--- Begin PROVIDED DATA ---

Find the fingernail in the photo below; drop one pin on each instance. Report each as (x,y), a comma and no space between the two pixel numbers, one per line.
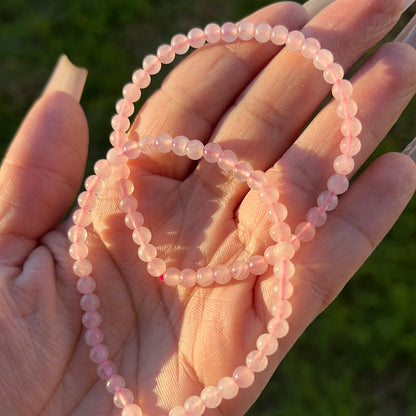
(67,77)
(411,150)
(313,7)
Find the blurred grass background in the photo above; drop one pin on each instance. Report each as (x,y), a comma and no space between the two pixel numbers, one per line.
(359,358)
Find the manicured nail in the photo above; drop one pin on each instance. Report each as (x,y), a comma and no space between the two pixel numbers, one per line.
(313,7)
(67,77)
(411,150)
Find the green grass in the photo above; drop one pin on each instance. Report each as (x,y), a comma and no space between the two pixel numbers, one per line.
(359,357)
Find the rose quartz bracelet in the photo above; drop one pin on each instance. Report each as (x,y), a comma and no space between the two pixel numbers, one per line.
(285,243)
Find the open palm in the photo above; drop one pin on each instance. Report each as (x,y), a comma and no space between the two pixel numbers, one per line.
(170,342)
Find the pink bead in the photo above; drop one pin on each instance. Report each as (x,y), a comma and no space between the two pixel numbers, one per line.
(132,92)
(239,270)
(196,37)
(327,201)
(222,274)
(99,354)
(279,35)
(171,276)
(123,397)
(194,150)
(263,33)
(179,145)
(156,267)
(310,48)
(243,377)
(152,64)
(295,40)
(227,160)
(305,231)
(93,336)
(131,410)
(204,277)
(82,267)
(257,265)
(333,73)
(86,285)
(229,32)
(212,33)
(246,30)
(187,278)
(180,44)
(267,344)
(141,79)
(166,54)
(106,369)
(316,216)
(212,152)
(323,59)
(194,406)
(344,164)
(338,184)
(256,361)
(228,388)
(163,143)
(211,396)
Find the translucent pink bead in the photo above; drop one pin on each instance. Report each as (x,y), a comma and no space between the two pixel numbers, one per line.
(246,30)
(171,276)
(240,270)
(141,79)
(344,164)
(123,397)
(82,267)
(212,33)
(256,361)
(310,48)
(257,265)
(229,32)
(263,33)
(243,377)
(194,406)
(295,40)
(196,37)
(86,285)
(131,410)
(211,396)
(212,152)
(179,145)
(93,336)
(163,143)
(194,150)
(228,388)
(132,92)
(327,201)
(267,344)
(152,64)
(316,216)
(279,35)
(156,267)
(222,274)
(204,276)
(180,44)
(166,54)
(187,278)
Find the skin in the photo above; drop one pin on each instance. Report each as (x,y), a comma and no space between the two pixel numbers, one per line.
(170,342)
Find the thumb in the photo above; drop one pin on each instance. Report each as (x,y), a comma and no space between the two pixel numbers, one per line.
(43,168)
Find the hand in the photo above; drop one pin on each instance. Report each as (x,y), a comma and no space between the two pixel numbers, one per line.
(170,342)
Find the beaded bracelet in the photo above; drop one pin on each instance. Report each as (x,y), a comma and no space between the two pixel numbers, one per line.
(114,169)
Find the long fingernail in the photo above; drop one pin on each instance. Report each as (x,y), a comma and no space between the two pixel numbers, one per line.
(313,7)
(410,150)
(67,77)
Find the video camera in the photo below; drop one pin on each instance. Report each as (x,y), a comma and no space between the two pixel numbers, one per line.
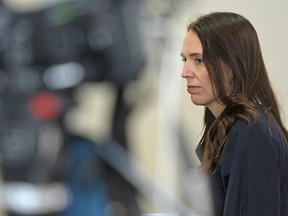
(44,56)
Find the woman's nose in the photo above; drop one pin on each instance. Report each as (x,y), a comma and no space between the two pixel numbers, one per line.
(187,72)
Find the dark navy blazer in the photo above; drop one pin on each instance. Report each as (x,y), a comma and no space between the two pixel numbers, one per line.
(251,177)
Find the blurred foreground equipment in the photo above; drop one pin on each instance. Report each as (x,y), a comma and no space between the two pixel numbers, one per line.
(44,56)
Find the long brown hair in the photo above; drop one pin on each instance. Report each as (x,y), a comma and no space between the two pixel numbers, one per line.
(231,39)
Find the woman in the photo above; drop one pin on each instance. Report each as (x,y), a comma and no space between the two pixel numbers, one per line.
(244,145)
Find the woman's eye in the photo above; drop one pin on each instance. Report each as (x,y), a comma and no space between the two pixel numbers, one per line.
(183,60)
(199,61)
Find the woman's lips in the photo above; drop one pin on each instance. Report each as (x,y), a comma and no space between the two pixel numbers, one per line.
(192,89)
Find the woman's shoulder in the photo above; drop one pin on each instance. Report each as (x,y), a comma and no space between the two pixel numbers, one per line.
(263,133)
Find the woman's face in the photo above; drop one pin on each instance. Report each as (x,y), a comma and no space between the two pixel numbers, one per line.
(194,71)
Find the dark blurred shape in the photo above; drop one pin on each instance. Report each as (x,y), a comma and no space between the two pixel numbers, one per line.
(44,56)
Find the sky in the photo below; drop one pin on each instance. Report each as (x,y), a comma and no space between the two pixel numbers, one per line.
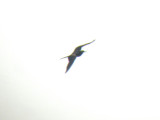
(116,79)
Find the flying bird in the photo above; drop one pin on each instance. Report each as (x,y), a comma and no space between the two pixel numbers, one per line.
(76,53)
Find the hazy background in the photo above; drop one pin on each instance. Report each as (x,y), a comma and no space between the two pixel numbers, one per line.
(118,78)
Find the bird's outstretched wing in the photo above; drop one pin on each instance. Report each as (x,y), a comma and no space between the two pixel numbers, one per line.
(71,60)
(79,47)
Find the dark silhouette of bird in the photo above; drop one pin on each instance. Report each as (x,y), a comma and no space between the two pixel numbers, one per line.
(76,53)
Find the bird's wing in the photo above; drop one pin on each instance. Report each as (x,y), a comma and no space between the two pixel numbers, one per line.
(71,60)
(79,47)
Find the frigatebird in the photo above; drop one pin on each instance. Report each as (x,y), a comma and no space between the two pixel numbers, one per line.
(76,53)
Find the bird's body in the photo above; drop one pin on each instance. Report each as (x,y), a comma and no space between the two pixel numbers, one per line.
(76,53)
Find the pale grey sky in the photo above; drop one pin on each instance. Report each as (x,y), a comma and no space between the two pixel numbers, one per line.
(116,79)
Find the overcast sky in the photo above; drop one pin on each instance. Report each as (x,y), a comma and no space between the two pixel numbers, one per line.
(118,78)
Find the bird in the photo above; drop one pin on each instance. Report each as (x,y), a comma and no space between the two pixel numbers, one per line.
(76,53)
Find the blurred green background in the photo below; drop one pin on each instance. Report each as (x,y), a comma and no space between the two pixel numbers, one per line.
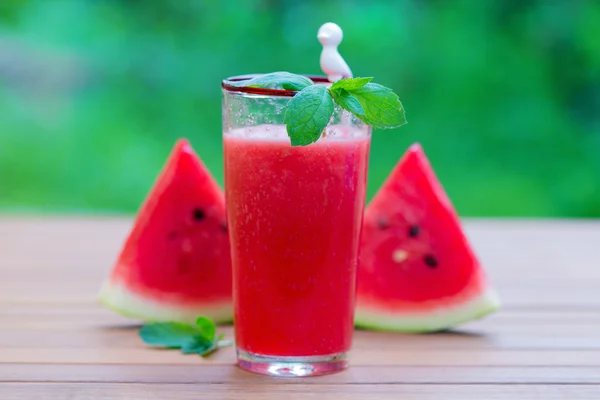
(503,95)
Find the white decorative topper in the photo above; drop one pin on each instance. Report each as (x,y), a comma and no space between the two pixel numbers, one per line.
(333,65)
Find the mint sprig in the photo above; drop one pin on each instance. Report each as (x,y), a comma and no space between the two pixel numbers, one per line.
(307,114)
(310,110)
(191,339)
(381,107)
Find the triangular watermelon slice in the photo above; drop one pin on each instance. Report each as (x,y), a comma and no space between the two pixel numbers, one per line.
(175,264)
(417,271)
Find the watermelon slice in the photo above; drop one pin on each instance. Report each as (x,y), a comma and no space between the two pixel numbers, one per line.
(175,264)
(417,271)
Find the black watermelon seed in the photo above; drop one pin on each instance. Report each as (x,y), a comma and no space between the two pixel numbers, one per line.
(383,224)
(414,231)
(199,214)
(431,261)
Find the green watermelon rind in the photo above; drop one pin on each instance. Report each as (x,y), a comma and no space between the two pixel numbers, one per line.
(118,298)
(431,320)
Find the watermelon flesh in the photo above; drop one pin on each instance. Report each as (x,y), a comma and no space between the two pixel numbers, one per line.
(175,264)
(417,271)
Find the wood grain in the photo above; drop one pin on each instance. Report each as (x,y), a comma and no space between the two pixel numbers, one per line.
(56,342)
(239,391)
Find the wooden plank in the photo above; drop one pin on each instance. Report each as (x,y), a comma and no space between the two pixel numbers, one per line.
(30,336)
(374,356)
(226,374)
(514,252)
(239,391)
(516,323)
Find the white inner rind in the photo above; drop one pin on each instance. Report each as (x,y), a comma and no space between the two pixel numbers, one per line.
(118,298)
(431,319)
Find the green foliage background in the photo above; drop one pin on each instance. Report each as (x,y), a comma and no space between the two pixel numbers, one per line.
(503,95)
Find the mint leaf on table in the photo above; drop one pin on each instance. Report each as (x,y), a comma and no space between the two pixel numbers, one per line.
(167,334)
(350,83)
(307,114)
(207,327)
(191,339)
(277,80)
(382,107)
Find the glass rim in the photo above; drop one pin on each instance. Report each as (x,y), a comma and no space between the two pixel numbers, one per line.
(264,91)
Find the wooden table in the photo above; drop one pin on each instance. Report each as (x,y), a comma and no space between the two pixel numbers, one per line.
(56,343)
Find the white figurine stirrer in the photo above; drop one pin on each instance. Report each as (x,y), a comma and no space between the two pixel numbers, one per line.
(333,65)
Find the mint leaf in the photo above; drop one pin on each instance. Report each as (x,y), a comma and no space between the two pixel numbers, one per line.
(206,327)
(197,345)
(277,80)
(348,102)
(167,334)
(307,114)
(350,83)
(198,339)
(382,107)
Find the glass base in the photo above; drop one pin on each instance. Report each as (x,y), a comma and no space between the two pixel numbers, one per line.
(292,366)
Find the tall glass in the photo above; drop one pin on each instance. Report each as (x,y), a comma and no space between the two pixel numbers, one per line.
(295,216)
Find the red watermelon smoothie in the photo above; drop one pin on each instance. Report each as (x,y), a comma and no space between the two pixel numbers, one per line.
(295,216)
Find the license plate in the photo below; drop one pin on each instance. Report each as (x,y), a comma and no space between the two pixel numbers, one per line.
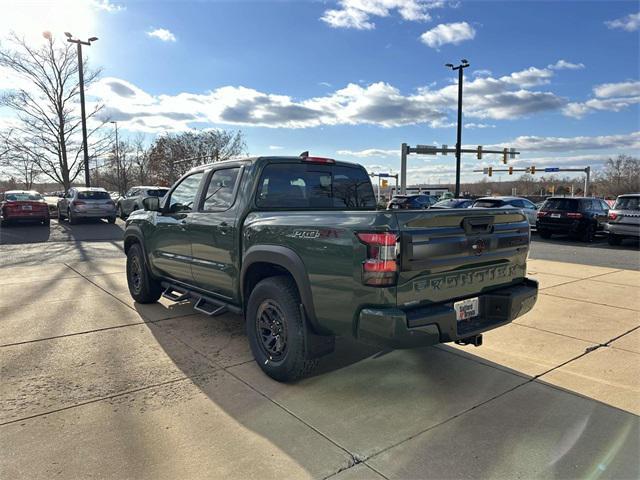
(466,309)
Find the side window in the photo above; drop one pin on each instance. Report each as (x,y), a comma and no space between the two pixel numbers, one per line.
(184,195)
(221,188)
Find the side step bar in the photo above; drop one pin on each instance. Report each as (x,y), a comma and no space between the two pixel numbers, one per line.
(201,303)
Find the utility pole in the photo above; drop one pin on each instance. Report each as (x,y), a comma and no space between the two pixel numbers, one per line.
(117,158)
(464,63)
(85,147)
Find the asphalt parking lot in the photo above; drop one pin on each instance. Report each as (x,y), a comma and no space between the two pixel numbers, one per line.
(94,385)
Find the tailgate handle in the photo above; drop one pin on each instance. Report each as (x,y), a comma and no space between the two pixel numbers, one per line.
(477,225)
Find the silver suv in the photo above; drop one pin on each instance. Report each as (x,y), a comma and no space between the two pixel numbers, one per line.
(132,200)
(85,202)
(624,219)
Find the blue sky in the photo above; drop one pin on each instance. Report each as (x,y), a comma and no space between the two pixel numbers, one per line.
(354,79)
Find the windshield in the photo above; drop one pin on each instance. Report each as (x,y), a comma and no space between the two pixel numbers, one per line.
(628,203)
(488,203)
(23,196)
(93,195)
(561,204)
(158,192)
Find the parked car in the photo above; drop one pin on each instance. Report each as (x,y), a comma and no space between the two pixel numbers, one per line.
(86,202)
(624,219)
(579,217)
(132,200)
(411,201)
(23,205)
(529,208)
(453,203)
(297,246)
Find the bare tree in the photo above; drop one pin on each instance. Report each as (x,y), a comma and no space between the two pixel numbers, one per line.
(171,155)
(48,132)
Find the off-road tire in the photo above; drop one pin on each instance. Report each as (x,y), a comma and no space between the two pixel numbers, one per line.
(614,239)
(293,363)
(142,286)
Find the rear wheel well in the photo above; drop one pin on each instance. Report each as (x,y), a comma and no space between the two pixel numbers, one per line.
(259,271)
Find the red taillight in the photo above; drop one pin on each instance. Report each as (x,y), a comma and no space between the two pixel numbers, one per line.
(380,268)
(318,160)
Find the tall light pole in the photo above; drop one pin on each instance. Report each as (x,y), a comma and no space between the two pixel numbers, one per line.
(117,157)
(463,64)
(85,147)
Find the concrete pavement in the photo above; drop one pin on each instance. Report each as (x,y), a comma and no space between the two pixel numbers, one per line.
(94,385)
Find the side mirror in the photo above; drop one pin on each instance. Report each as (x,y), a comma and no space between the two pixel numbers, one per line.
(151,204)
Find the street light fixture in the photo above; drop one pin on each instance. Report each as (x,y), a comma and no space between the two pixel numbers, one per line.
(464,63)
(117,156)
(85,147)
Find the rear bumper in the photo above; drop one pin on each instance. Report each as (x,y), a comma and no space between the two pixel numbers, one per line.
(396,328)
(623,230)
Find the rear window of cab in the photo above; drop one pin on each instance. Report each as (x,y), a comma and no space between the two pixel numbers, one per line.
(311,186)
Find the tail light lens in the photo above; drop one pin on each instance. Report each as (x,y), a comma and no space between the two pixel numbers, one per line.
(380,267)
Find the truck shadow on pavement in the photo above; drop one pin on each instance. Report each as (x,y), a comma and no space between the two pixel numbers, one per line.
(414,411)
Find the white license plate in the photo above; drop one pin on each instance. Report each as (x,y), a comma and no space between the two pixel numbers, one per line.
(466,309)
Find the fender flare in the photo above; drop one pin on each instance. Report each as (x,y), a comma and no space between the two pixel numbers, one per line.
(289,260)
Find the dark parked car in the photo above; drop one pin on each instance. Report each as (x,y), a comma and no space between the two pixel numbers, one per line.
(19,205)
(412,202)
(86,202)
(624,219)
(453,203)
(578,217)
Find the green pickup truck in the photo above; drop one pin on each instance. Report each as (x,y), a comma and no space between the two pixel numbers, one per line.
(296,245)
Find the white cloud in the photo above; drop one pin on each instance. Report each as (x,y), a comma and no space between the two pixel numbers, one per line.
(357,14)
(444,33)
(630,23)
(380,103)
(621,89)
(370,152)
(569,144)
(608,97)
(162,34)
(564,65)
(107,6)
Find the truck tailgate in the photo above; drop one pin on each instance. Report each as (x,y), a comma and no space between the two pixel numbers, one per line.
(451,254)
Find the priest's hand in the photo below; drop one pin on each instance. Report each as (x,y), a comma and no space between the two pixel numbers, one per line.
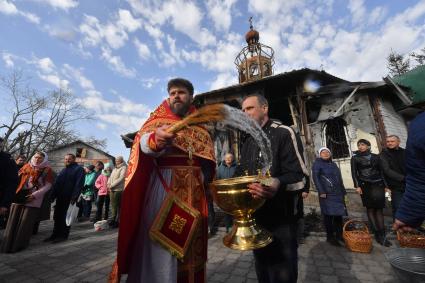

--- End PROVIDED DATA ---

- WHAT THIS TASK INVOLVES -
Produce an exact copy of only those lines that run from the line with "Find the white license" to the final line of the records, including both; exclude images.

- FINAL RESULT -
Find the white license plate in the photo above; drop one pin on each instance. Report each as (x,y), a comma and no space between the two pixel numbers, one per line.
(466,309)
Find the fender flare in the photo above; drop one pin on each instance. Report each as (x,y), a comma and no space between the two pixel numbers, one per line.
(289,260)
Find the dark parked car in the photo above; drop one pin on each instance. Report each as (x,y), a comma and no space between the two pixel numbers, one per line.
(19,205)
(412,202)
(86,202)
(624,219)
(453,203)
(578,217)
Find the green pickup truck in the photo above; drop one pin on each instance. Report each as (x,y), a comma and no space between the two pixel numbers, one per line.
(296,245)
Find the white cloud in the photo above; drop one pin on each instance. Report each as (x,y), a comma and no space between the two pixel numbers, one per line.
(357,14)
(444,33)
(630,23)
(380,103)
(621,89)
(370,152)
(569,144)
(608,97)
(162,34)
(564,65)
(107,6)
Find the truck tailgate in the photo above; drop one pin on each instance. Report each as (x,y), a comma and no space between the two pixel numbers, one per line.
(451,254)
Find the priest's hand in the photo below; drop one pin on each instance. Report each as (x,y), a comma and no space between the two pixel numbers, one per line.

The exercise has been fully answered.